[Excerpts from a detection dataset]
/---
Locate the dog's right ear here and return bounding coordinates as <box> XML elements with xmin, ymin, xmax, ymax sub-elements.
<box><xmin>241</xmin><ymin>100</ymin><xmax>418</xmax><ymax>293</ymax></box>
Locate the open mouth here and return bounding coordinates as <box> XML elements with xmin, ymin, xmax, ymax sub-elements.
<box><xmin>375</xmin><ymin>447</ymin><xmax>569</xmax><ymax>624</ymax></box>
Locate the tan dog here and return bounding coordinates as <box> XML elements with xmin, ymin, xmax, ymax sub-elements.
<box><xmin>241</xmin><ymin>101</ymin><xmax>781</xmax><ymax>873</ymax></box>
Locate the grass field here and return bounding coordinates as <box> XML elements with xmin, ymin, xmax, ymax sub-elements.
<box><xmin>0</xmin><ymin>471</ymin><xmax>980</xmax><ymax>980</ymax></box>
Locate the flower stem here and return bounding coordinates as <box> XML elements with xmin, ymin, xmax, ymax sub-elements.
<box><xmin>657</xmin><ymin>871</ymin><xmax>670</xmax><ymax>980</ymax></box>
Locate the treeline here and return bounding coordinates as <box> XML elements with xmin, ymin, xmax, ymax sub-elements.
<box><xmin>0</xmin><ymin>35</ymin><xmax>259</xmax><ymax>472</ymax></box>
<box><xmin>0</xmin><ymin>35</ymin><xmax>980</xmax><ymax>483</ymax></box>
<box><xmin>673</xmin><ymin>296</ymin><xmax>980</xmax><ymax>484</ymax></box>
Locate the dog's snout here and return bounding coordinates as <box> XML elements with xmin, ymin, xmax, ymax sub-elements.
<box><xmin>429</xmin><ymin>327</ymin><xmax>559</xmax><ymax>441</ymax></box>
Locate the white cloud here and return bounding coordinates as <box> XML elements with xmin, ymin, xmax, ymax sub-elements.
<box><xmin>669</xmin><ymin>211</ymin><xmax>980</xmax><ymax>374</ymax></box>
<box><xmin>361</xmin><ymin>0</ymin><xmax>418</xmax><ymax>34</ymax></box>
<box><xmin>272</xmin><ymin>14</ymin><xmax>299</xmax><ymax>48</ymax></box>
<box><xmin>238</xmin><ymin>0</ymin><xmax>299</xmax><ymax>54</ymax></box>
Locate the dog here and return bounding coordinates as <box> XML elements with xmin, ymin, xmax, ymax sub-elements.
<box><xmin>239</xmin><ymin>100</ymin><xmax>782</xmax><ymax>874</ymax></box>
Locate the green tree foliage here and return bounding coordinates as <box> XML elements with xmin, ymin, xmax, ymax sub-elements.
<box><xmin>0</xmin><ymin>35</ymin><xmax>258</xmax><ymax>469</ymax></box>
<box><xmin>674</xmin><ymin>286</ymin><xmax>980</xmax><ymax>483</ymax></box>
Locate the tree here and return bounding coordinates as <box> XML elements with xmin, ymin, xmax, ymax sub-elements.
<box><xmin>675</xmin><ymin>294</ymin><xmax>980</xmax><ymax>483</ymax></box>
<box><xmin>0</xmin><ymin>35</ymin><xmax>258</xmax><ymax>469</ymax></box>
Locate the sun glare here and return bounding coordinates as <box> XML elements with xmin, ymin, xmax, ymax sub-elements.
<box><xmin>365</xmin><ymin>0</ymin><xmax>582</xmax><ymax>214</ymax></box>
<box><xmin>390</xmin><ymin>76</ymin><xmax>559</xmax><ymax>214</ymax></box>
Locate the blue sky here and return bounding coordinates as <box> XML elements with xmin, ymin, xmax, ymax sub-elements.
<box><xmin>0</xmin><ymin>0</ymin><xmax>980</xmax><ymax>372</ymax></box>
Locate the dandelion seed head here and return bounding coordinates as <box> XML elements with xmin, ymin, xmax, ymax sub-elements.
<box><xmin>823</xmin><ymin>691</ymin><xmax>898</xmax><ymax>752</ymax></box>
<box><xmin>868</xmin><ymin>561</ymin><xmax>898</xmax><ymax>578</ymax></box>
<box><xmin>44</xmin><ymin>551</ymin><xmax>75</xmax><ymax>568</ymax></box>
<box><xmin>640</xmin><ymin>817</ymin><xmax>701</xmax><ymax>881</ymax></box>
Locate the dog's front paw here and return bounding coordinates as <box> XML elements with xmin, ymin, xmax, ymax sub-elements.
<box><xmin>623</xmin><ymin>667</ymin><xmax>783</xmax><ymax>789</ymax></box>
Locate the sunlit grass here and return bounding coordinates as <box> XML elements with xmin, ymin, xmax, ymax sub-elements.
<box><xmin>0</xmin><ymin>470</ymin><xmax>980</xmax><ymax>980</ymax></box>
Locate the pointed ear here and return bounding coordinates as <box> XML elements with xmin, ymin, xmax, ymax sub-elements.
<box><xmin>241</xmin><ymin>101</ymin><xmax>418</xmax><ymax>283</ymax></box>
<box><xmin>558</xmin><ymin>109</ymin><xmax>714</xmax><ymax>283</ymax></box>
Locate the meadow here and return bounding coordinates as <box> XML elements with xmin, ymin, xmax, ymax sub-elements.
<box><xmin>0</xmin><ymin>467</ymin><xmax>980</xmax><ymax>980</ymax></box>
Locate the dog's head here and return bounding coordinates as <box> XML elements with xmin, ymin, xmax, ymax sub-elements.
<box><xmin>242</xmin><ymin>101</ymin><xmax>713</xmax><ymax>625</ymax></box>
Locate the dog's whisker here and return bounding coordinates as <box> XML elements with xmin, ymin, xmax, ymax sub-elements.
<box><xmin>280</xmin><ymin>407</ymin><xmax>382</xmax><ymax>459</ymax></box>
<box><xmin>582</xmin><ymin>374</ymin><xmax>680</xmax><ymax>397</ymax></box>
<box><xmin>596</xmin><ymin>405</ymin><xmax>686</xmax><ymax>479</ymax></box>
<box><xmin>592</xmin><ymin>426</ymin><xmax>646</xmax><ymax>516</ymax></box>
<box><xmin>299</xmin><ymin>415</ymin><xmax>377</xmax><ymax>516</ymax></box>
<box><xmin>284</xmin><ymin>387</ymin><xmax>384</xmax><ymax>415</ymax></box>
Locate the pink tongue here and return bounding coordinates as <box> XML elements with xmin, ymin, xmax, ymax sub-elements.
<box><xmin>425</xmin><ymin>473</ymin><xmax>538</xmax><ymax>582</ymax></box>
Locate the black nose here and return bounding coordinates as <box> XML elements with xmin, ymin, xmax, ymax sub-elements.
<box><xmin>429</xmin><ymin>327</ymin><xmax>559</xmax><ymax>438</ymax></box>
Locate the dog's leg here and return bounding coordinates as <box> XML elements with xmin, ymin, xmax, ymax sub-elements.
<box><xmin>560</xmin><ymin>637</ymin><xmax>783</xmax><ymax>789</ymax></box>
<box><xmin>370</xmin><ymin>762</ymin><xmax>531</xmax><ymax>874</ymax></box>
\---
- _Directive_
Pick out and copy every line of the items above that contains the string "grass". Case counts.

- _Task result_
Locate the grass field here and return bounding coordinates as <box> XML elements with xmin, ymin, xmax, ymax sub-elements.
Locate the sunlit grass here and return bounding coordinates as <box> XML elements with xmin, ymin, xmax, ymax sub-elements.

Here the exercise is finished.